== Exercise inputs ==
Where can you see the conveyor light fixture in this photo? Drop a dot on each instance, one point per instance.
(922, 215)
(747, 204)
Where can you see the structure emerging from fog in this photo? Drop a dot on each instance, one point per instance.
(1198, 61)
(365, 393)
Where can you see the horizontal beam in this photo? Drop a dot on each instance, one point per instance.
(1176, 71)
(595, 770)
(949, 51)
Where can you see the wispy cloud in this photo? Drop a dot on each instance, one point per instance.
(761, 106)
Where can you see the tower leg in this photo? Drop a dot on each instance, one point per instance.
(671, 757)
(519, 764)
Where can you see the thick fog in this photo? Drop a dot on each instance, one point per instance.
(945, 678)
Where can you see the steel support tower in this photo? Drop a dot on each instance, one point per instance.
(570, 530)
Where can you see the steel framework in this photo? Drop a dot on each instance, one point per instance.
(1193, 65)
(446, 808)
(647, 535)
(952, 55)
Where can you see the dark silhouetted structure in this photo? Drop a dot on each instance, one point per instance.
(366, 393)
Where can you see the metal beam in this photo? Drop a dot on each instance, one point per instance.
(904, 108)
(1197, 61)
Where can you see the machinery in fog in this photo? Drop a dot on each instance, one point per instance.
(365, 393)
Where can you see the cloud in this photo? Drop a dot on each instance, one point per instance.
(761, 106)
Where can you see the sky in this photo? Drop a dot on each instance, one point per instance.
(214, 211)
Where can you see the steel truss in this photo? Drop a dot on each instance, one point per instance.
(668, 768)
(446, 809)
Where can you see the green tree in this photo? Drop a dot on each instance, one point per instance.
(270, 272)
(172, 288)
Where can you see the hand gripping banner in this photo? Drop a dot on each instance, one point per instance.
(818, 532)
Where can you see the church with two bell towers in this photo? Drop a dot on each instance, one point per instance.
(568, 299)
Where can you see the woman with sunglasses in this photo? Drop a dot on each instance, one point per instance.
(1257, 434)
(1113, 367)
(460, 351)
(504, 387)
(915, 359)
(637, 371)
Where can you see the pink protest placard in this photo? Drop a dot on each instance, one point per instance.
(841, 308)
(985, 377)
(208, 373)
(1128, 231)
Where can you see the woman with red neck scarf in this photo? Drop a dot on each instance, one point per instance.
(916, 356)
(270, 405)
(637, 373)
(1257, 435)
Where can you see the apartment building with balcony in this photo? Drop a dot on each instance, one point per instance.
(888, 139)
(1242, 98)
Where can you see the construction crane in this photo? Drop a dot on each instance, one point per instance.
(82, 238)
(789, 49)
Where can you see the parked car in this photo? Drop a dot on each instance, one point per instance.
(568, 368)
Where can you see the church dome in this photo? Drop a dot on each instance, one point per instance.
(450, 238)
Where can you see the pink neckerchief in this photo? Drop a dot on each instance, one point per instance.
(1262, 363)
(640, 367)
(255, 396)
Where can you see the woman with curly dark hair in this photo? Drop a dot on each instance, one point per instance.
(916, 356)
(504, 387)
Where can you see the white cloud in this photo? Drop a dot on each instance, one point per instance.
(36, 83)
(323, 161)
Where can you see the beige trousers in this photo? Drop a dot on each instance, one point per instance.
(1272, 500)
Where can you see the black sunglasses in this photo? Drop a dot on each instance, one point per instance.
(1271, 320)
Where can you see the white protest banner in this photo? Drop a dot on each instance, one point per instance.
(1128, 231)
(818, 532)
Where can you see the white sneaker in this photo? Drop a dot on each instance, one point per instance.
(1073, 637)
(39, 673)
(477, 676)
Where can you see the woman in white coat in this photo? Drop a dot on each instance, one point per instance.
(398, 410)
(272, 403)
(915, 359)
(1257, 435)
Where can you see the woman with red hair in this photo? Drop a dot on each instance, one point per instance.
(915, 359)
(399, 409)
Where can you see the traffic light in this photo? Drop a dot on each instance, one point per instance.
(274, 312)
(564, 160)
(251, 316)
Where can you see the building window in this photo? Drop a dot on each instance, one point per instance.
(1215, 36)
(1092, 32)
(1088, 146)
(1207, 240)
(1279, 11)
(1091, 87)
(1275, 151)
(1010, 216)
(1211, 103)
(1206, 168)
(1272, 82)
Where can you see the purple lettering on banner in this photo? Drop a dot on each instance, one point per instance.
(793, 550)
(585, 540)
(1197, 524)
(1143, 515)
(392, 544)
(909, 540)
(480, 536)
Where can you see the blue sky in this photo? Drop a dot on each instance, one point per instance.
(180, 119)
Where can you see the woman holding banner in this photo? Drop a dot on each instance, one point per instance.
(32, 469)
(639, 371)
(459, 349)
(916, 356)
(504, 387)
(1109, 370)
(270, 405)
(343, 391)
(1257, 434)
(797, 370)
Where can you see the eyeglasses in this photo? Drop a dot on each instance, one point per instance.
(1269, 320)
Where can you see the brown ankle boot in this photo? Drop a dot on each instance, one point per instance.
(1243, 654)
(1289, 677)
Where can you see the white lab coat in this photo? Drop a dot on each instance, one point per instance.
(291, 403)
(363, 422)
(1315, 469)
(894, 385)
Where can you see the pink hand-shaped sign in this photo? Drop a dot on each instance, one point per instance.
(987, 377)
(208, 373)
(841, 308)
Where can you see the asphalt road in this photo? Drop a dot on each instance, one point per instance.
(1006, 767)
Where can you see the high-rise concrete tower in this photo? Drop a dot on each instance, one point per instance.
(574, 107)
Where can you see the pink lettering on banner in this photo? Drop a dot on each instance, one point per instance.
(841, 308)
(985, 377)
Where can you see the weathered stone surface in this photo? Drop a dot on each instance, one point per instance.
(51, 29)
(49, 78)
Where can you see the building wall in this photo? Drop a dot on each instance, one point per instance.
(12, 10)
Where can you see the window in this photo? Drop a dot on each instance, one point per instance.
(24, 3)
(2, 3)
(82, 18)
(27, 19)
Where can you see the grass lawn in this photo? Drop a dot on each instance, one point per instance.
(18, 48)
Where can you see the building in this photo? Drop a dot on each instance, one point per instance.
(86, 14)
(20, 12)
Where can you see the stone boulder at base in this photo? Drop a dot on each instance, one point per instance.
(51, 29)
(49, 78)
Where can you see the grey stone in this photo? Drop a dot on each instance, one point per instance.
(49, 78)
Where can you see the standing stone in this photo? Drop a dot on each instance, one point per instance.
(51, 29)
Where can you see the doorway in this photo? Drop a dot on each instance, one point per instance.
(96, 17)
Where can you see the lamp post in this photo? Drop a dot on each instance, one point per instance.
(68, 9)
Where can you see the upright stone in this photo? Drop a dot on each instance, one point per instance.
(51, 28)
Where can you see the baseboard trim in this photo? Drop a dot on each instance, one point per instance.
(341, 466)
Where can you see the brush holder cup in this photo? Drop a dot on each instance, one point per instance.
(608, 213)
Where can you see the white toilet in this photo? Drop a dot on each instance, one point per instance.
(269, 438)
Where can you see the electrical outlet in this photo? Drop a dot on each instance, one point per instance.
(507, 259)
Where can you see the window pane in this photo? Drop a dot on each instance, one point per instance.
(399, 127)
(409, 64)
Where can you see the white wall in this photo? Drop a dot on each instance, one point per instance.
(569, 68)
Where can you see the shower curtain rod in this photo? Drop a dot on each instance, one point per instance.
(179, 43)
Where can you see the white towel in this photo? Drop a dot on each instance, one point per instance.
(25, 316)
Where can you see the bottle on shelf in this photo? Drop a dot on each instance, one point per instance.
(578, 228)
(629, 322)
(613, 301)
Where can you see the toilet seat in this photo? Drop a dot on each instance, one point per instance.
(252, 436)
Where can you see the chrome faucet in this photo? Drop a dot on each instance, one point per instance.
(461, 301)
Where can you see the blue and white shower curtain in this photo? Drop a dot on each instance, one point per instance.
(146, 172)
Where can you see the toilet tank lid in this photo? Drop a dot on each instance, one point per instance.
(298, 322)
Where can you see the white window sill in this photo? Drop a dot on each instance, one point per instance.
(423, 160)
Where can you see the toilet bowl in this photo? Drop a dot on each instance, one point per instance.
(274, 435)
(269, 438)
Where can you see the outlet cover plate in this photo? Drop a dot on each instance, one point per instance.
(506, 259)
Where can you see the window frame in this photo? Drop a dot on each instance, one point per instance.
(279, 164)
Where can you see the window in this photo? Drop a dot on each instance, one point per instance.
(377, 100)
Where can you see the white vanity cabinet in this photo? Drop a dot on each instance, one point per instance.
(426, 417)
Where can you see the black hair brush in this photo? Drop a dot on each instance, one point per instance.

== Written instruction ==
Render the lines as a Markdown table, starting with the line containing "Where can you see the outlet" and continuing through the last line. Use a Row column for the row number and a Text column for the line, and omit any blank lines.

== The reply ==
| Row | Text |
|---|---|
| 1 | Where can you see the outlet cover plate in this photo? Drop a dot on each instance, one point per instance. |
| 2 | (506, 259) |
| 3 | Where can you see the window frame in this photo? Drop a dot on each instance, one point per instance. |
| 4 | (279, 164) |
| 5 | Where can you see the window in this photo? Drop a dot on each instance, one point per instance. |
| 6 | (377, 100) |
| 7 | Where can you see the white vanity cabinet in this photo? Drop a dot on each instance, one point per instance. |
| 8 | (426, 417) |
| 9 | Where can you see the black hair brush in this photo? Drop a dot on each instance, one point per instance. |